Activity: Of the entries that follow, how many lines hold the string "clicks"? Write the number and nothing more.

------

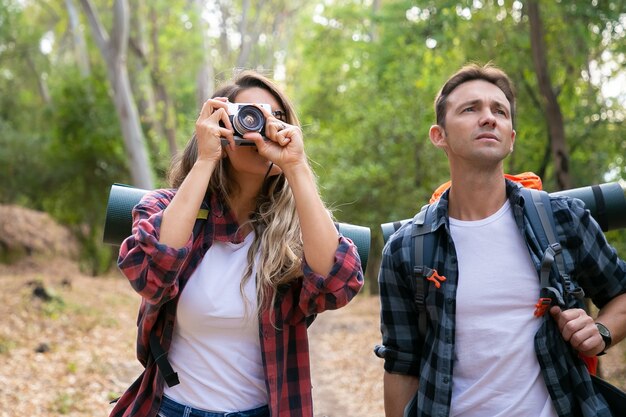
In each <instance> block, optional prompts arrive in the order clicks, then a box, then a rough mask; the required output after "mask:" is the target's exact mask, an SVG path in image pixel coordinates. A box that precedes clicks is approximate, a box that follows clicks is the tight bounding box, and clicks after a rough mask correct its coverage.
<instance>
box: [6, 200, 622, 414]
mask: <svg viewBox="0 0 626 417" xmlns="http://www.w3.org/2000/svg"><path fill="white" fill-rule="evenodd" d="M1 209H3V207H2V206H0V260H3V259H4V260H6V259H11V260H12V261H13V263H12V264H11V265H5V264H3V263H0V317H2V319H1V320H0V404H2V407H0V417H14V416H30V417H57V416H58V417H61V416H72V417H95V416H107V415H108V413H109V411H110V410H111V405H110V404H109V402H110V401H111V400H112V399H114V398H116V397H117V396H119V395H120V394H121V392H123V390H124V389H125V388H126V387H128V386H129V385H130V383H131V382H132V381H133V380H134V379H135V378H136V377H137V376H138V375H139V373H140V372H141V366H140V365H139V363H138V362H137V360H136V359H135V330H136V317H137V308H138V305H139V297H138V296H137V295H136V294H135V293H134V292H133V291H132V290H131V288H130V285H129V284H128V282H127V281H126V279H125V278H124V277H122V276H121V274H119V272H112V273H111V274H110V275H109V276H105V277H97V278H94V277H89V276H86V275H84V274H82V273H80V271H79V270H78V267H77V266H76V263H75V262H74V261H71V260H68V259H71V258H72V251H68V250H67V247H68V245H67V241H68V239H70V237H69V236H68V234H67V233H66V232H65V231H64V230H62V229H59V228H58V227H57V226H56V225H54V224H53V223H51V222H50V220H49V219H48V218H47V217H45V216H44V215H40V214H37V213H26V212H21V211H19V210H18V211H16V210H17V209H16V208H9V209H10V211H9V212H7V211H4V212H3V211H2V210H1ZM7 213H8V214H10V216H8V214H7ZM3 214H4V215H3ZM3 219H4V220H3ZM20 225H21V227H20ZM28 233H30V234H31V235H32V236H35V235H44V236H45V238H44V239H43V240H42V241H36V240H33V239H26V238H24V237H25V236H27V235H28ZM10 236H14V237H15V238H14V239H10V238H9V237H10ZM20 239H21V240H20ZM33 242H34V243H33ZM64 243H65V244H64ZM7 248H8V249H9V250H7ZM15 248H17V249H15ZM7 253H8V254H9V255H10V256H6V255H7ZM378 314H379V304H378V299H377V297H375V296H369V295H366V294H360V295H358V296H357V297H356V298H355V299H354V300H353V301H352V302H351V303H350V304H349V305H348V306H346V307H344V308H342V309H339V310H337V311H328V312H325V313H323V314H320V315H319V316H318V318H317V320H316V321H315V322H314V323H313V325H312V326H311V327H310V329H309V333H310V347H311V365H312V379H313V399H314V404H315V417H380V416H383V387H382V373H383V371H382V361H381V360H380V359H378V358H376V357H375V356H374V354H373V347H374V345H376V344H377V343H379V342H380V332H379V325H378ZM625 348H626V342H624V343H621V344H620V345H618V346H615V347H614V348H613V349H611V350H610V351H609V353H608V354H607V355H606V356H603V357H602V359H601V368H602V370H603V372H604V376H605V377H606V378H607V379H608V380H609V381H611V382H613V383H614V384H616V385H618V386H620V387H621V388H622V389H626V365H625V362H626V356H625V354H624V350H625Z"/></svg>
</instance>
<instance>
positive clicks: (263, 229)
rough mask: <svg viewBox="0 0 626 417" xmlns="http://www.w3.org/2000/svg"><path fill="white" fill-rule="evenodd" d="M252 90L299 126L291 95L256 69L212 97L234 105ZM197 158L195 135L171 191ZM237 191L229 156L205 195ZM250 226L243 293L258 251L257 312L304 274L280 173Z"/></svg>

------

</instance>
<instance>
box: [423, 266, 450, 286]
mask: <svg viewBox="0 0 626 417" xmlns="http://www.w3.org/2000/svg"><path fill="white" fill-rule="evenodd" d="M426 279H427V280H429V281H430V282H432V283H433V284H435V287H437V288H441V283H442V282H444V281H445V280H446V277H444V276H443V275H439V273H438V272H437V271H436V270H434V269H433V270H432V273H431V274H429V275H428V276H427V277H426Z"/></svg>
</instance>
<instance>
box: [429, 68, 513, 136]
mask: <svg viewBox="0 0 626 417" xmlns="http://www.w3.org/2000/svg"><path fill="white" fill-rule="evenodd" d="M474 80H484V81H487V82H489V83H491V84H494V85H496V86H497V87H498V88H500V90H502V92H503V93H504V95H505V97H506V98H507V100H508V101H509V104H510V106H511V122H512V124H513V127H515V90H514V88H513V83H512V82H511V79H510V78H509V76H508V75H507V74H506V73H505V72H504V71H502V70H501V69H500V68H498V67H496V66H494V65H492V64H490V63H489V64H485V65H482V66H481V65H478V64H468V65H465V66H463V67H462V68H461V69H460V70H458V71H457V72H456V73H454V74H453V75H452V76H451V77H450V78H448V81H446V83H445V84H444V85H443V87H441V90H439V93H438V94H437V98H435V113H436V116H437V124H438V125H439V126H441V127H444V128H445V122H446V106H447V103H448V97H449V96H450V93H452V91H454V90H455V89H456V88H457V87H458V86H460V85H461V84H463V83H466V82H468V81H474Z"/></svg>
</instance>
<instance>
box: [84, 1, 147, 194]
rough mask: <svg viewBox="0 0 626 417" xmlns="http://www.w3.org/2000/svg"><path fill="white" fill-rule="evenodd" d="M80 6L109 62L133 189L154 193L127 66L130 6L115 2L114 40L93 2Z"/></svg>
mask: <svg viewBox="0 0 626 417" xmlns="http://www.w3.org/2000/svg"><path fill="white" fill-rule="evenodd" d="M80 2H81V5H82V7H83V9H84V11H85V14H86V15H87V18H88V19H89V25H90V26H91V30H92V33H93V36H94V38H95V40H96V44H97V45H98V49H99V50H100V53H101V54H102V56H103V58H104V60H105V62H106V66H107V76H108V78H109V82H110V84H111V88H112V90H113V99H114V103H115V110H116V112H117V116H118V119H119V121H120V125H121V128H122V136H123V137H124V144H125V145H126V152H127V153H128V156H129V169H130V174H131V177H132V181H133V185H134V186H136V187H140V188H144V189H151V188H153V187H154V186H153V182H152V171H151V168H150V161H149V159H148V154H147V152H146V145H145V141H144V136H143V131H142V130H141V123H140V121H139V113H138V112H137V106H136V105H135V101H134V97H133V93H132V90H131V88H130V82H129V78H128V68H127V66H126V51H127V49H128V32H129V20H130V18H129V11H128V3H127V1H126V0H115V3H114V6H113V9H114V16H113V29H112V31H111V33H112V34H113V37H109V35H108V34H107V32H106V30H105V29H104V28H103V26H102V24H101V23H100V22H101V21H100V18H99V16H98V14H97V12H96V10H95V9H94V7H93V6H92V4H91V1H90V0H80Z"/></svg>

------

Written answer: 2